■ **Material to process**
● ● ●

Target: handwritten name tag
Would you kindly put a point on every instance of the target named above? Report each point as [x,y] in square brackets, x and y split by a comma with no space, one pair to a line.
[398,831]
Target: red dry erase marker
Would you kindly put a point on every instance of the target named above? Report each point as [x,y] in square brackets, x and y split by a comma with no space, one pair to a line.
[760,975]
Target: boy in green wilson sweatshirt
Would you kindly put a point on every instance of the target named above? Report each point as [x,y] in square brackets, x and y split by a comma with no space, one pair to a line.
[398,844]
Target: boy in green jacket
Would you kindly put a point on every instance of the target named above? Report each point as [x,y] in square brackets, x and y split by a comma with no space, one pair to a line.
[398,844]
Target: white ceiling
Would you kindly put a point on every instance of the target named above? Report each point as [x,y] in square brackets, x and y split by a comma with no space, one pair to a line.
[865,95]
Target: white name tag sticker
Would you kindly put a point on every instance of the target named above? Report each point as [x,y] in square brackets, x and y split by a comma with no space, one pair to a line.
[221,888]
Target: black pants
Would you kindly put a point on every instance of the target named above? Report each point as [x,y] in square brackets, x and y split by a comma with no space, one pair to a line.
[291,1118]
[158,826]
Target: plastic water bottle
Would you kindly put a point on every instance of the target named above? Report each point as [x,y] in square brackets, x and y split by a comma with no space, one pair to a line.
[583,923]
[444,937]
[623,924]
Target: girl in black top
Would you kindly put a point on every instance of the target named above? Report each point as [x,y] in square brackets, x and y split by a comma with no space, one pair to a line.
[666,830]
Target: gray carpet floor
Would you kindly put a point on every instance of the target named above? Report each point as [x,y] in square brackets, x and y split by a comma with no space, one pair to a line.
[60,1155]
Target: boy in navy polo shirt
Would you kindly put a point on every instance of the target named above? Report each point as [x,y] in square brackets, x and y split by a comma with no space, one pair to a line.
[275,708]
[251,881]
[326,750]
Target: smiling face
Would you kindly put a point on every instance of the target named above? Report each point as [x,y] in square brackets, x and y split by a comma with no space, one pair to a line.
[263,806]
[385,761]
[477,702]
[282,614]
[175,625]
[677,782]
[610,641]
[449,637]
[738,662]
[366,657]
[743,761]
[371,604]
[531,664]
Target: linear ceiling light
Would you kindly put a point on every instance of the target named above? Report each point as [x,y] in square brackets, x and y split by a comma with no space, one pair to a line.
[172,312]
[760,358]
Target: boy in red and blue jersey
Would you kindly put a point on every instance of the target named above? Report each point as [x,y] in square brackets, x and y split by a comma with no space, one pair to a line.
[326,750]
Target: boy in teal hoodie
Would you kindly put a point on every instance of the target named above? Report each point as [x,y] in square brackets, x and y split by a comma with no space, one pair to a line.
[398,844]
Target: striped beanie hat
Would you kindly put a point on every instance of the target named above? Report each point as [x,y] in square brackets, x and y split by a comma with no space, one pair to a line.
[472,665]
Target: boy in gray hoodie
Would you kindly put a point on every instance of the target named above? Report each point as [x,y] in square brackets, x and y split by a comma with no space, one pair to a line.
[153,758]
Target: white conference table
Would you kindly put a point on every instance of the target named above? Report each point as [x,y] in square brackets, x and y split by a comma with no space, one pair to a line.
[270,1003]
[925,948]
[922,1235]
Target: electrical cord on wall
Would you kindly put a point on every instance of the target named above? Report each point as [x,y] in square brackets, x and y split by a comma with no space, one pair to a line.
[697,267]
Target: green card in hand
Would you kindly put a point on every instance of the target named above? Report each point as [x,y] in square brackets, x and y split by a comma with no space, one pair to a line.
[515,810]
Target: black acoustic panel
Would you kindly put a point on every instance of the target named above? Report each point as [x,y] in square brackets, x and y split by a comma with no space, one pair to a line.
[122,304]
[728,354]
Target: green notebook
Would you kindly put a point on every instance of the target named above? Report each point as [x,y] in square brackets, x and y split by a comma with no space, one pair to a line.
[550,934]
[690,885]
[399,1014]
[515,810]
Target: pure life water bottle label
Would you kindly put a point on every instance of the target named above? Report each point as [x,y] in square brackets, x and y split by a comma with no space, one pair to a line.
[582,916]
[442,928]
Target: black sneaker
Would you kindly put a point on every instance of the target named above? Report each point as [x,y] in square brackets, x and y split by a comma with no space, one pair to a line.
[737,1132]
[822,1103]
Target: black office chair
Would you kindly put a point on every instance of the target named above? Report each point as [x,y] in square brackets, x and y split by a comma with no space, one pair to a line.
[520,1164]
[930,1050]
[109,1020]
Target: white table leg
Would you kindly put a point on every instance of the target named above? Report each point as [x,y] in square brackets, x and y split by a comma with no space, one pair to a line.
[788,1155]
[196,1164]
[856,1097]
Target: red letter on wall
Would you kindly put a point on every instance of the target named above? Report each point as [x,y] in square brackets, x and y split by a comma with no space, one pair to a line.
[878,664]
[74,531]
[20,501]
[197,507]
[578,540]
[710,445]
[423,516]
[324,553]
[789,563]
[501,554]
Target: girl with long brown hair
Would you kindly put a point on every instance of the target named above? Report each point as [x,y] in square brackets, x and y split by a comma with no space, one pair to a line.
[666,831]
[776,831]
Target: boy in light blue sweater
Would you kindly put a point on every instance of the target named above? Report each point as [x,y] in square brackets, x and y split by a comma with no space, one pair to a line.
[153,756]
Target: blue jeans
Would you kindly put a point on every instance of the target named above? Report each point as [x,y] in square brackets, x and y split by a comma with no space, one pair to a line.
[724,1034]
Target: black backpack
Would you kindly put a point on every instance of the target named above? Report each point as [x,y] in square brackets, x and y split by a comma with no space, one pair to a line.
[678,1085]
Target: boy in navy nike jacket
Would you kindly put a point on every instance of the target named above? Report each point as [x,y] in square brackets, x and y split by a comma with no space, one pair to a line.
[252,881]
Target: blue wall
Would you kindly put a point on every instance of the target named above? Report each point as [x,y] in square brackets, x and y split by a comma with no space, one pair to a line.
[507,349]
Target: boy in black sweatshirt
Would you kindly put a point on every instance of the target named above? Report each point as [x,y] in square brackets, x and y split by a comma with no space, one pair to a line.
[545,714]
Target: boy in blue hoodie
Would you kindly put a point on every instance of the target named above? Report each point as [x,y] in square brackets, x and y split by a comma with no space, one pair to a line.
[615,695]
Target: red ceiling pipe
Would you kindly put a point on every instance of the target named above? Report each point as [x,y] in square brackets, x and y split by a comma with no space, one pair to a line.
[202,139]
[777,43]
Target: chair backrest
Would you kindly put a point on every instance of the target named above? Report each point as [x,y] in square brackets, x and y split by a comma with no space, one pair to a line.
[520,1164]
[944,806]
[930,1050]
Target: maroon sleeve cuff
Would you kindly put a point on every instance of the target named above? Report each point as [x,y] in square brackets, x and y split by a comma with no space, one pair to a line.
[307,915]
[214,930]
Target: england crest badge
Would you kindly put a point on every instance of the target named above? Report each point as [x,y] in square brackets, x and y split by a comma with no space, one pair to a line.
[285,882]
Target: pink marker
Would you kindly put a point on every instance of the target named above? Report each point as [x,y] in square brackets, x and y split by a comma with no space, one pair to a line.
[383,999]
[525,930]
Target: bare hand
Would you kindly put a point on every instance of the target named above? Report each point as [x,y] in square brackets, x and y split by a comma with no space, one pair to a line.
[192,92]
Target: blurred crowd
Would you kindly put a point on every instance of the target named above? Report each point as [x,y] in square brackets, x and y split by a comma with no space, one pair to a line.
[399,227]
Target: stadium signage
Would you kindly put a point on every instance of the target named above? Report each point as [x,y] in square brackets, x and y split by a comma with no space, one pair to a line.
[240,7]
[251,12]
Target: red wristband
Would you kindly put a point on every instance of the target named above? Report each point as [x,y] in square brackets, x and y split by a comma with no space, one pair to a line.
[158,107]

● ● ●

■ **Task statement**
Check each line of the records above for the word "light", then give the number of lines that have it, with no other words.

■ **Your response**
2